For each statement below, decide whether it agrees with the article on the Q-Plaza Motel and answer yes or no, quoting the article's deciding words: (a) the motel's night clerk works six nights a week; (b) a court order shut the motel down in 1999; (c) the Queensbridge Houses have more than 3,000 apartments.

== SOURCE PASSAGE

By Dustin Brown
On a warm Sunday afternoon only a block away from the East River shoreline, a motel with a checkered past drew shouts of protest from a community fed up with the prostitution that has plagued their streets for years.
“We see this as a base of operations for some unsavory activities,” state Assemblywoman Cathy Nolan (D-Ridgewood) said of the Q-Plaza Motel in Long Island City, where more than two dozen neighbors marched this week beneath the gaze of numerous television cameras.
But later that evening, the motel’s night clerk watched the footage on television and questioned the legitimacy of the accusations — that the motel is harboring prostitutes under his own watch.
“We have nothing to hide at all,” said the clerk, an immigrant who manages the motel from 8 p.m. to 8 a.m. six nights a week to finance his daytime graduate studies. “I do not allow such things. I do not compromise my future with such ridiculous things.”
The owner of the motel could not be reached for comment.
The Q-Plaza Motel sits directly south of the Queensboro Bridge at 42-11 Vernon Blvd., across the street from two power generators that stirred community outrage when they were installed there last year.
Rising on the other side of the bridge are the brick-faced buildings of the Queensbridge Houses, a public housing project with more than 3,000 apartments and a large population of children.
An enigmatic mix of industry, stores and housing, the neighborhood surrounding Queens Plaza has been a haven for prostitution for as long as most residents can remember. But part of the neighborhood was recently rezoned to allow for higher-density development, and public officials have stepped up the effort to eradicate quality-of-life crimes from an area with a promising future.
Police and the Queens district attorney cracked down on Queens Plaza prostitution late last year by arresting a group of pimps who allegedly forced women to walk the streets.
Mayor Michael Bloomberg and Police Commissioner Raymond Kelly held a news conference in Queens Plaza earlier this month to launch their own citywide quality-of-life initiative. At the rally Nolan announced legislation to combat prostitution by increasing penalties for repeat offenders.
The Q-Plaza Motel has a history of quality-of-life crimes itself, having been shut down by a court order in 1998 for permitting prostitution on its premises, Nolan said. But the motel reopened in 1999, and the community has barraged her office with complaints ever since.

====
== EXTRACTED MATERIAL

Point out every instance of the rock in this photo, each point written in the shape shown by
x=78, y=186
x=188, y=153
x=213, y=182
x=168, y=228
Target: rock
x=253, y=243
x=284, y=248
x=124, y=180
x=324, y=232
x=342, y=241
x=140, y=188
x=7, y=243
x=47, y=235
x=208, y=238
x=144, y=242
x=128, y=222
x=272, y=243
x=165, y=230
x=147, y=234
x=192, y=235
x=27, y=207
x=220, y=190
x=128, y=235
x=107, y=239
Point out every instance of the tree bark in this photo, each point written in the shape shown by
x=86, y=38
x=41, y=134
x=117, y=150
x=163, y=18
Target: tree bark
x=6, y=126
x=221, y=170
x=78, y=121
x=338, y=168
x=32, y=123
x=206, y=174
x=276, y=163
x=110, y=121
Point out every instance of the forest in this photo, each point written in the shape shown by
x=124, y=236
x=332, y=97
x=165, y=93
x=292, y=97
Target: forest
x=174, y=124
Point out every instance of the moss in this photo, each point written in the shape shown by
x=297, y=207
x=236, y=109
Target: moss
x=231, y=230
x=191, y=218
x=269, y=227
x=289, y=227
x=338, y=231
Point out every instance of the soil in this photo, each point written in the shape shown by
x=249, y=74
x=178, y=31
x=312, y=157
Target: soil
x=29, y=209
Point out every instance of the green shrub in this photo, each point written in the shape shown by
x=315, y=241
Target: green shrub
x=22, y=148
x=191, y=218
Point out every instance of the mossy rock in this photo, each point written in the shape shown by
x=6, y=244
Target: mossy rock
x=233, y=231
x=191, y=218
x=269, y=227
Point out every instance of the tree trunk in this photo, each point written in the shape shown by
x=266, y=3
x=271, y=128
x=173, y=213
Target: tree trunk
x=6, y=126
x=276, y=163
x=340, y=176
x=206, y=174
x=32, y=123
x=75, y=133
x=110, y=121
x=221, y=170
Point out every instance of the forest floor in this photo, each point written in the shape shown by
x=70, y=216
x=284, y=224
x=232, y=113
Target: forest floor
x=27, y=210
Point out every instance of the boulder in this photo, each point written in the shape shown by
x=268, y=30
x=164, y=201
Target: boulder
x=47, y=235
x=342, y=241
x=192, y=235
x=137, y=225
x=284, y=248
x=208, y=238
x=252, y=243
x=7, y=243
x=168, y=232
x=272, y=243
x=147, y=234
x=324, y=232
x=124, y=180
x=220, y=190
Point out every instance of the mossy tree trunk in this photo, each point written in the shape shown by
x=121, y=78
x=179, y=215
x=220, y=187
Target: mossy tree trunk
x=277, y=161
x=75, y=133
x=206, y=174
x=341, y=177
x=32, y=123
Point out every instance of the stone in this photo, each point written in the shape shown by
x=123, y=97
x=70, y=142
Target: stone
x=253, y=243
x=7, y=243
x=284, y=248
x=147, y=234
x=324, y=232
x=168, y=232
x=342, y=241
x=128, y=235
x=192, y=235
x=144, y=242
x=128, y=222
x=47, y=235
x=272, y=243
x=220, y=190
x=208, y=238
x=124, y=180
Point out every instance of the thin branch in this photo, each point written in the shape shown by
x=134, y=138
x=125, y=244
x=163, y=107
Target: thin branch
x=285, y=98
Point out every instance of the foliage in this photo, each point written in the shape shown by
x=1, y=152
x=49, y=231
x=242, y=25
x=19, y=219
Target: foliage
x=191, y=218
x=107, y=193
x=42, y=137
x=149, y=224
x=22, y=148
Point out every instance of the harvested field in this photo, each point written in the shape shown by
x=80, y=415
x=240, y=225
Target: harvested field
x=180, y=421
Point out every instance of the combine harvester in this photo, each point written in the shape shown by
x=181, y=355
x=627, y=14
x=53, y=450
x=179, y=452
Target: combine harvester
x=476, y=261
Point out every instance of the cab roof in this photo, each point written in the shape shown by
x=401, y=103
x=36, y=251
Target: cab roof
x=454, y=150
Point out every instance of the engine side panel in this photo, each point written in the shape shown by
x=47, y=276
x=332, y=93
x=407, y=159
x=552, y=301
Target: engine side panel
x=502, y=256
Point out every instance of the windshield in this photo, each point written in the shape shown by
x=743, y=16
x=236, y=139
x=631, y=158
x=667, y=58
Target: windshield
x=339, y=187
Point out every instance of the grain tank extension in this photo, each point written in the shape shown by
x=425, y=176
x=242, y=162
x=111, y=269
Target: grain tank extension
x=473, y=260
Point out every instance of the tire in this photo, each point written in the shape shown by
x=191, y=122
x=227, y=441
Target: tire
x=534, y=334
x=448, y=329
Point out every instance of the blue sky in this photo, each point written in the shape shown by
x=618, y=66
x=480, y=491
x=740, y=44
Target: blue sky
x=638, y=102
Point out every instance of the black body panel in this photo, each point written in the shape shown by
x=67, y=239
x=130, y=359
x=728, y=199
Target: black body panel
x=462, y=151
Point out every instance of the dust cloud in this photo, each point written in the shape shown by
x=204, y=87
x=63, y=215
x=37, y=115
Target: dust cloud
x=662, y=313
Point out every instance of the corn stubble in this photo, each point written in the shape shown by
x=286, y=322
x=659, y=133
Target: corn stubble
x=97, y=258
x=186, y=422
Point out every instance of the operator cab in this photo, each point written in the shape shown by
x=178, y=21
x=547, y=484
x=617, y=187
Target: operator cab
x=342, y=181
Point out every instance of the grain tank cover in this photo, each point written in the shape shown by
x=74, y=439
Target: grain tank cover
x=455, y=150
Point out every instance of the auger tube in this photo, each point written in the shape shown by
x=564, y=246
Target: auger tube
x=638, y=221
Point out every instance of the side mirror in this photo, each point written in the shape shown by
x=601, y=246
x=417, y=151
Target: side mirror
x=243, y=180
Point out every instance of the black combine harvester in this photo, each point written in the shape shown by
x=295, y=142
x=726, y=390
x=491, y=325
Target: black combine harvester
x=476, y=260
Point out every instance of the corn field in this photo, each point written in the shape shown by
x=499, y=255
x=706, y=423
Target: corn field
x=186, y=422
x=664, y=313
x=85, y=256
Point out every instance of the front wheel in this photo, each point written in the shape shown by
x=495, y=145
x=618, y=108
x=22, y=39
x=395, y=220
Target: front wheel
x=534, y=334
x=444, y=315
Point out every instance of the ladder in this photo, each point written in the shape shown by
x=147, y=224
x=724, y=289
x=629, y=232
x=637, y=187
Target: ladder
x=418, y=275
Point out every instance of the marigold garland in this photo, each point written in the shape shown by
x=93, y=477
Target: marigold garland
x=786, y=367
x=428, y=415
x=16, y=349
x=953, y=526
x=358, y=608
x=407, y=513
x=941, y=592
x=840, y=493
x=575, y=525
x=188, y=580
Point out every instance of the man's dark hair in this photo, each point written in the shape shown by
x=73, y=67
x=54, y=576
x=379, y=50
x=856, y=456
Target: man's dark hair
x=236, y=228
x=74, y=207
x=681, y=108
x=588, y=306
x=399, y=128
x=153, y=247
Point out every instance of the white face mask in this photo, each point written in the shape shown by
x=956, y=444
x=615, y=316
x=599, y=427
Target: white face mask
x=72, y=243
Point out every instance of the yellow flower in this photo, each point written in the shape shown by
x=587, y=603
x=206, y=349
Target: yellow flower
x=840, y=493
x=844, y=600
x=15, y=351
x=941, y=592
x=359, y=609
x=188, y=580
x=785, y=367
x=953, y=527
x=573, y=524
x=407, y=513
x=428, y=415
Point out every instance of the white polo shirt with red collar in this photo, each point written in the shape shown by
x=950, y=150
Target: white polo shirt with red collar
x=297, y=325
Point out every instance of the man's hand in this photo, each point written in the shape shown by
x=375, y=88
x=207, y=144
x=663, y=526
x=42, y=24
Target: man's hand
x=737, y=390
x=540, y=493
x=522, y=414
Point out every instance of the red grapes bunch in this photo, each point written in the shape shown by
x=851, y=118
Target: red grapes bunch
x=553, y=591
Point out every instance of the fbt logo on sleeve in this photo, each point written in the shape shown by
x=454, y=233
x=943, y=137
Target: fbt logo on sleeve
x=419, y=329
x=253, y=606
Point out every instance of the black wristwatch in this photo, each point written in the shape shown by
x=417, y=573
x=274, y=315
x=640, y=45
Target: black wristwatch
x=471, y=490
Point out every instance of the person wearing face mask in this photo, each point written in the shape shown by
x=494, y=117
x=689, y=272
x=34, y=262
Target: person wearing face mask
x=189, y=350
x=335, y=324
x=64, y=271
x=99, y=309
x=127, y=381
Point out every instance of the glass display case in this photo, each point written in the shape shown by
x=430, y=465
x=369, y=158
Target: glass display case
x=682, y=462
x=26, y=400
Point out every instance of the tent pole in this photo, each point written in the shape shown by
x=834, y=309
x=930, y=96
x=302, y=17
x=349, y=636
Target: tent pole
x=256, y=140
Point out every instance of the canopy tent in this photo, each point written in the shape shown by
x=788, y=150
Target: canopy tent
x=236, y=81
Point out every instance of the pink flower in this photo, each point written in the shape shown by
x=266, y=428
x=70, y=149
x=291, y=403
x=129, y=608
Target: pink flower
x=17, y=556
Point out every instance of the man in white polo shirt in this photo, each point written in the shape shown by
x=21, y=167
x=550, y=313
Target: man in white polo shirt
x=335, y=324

====

_RESPONSE TO THIS EXERCISE_
(a) Yes: "manages the motel from 8 p.m. to 8 a.m. six nights a week"
(b) No: "having been shut down by a court order in 1998 for permitting prostitution on its premises"
(c) Yes: "a public housing project with more than 3,000 apartments"